» WHAT YOU HAVE TO DO
Copy out everything from the line containing "Point to the green leaf" down to the end of the lines, requests included. Multiply each answer coordinate by 2.05 and round to whole numbers, halves up, leaving the sample numbers in the requests unchanged.

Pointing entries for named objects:
....................

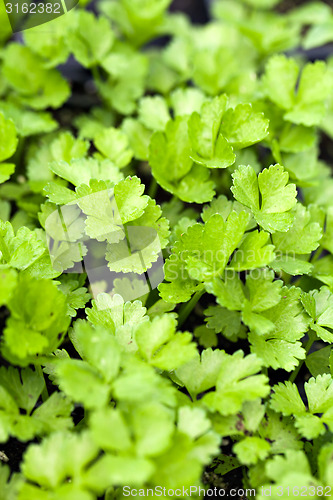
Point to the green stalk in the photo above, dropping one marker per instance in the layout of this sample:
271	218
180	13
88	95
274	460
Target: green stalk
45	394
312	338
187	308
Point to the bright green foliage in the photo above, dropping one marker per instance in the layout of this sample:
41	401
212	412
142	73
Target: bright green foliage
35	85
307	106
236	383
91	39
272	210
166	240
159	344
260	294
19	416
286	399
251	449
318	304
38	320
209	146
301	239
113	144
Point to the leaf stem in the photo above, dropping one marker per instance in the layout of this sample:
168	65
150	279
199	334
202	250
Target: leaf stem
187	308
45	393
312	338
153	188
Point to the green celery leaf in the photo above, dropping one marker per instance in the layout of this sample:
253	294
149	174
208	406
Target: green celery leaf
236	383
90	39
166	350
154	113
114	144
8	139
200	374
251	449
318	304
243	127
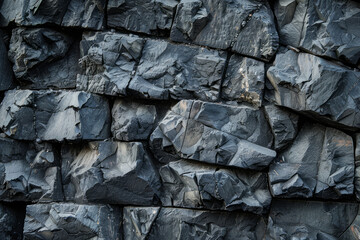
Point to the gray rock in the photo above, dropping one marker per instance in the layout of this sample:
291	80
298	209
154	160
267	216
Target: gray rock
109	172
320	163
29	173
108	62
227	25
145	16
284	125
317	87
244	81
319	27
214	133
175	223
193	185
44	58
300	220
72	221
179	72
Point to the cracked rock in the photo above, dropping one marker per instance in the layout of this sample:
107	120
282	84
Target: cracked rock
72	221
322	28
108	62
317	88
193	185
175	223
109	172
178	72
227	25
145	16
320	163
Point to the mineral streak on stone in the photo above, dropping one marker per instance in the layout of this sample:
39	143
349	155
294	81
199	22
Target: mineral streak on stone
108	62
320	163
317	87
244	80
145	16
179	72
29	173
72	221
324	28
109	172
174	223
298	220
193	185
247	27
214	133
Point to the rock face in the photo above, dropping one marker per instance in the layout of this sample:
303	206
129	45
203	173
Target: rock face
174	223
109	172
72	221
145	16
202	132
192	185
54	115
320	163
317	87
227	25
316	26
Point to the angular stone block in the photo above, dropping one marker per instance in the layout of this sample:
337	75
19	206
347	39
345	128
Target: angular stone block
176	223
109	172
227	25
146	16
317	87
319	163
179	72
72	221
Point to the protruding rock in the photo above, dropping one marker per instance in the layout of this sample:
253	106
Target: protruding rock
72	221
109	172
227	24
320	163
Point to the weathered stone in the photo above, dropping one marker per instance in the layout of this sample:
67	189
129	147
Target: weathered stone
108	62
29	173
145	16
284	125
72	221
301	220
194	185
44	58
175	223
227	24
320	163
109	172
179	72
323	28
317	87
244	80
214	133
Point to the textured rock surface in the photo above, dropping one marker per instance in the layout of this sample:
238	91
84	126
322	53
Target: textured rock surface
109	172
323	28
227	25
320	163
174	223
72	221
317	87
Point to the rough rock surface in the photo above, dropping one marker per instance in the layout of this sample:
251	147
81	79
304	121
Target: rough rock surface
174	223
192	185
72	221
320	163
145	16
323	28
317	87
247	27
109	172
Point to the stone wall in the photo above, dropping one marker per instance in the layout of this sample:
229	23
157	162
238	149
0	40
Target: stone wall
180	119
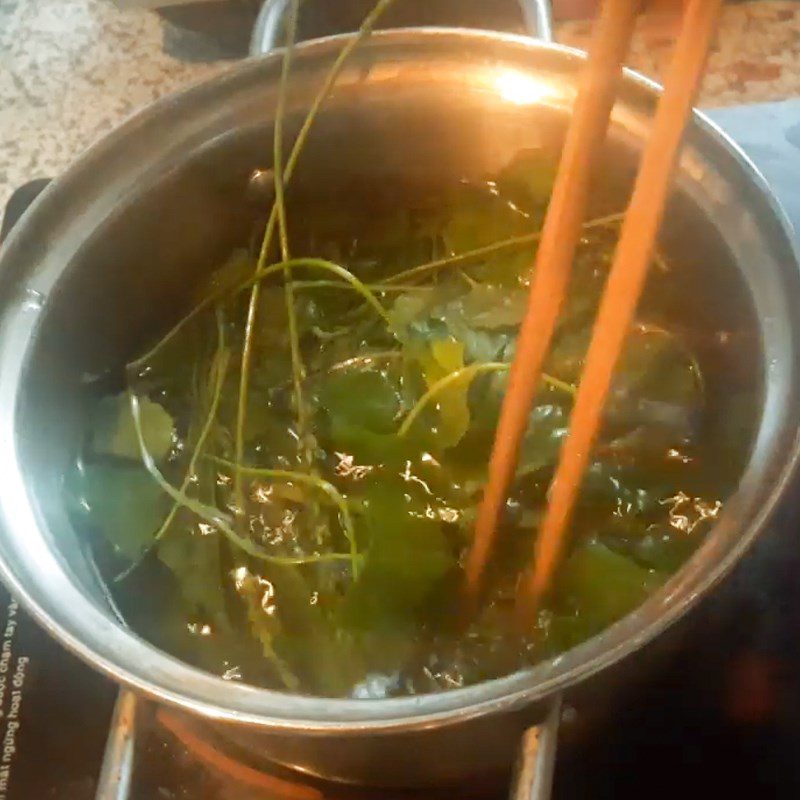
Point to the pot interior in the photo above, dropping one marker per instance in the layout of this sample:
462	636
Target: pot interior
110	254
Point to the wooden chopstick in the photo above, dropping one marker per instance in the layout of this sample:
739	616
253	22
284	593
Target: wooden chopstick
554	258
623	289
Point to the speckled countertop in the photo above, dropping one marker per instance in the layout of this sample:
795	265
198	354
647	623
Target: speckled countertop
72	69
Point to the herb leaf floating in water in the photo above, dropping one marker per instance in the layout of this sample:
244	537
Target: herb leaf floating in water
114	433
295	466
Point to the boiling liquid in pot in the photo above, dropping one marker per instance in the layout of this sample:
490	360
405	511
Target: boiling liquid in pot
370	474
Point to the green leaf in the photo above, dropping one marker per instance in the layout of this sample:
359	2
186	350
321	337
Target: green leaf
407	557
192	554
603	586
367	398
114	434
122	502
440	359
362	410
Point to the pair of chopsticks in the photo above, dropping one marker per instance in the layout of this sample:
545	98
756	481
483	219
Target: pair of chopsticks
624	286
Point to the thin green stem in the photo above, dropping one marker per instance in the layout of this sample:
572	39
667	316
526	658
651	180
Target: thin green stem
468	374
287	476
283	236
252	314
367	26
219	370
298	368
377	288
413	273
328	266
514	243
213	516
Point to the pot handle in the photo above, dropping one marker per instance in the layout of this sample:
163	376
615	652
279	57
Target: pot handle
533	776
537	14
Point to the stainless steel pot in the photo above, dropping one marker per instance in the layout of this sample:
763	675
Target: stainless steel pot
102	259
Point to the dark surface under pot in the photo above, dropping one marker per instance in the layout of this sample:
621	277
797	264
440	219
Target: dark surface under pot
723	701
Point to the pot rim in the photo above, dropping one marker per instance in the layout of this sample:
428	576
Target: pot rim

....................

» OUTPUT FOR THIS TASK
Point to the green leaf in the photo above, dropping one marker per instance in the layout of this sample:
359	2
186	350
321	337
Target: green leaf
834	1142
394	1136
1236	1201
752	816
234	890
250	1029
902	736
742	841
Point to the pair of chopsticks in the photo above, dropping one marker per instance in the layout of this sample:
545	98
756	481
483	219
Target: pair of chopsticks
1279	586
Point to the thin green stem in the photo above, dropping one marker per instance in the layout of this sample:
572	39
667	316
526	658
651	180
Target: thin green stem
959	767
588	976
580	484
517	644
752	53
449	759
611	754
773	590
847	560
672	545
1054	498
437	1058
Point to the pot handle in the photo above, dropping one marker per instance in the layout of this sample:
163	376
615	652
279	57
Target: pot handle
1093	1591
1101	29
Point to the stainless steel pot in the photo above, dropping one marker per instance in the layout of this sample:
763	675
Target: stainless steel pot
209	531
Point to the dark surface under pot in the photo above, dropping one marker per instance in the layout of this sample:
621	277
797	264
440	219
Target: dark surface under pot
1482	1437
Point to the pot rim in the photo above, dropping one marker per instance in the layout of this sample:
428	576
Target: pot rim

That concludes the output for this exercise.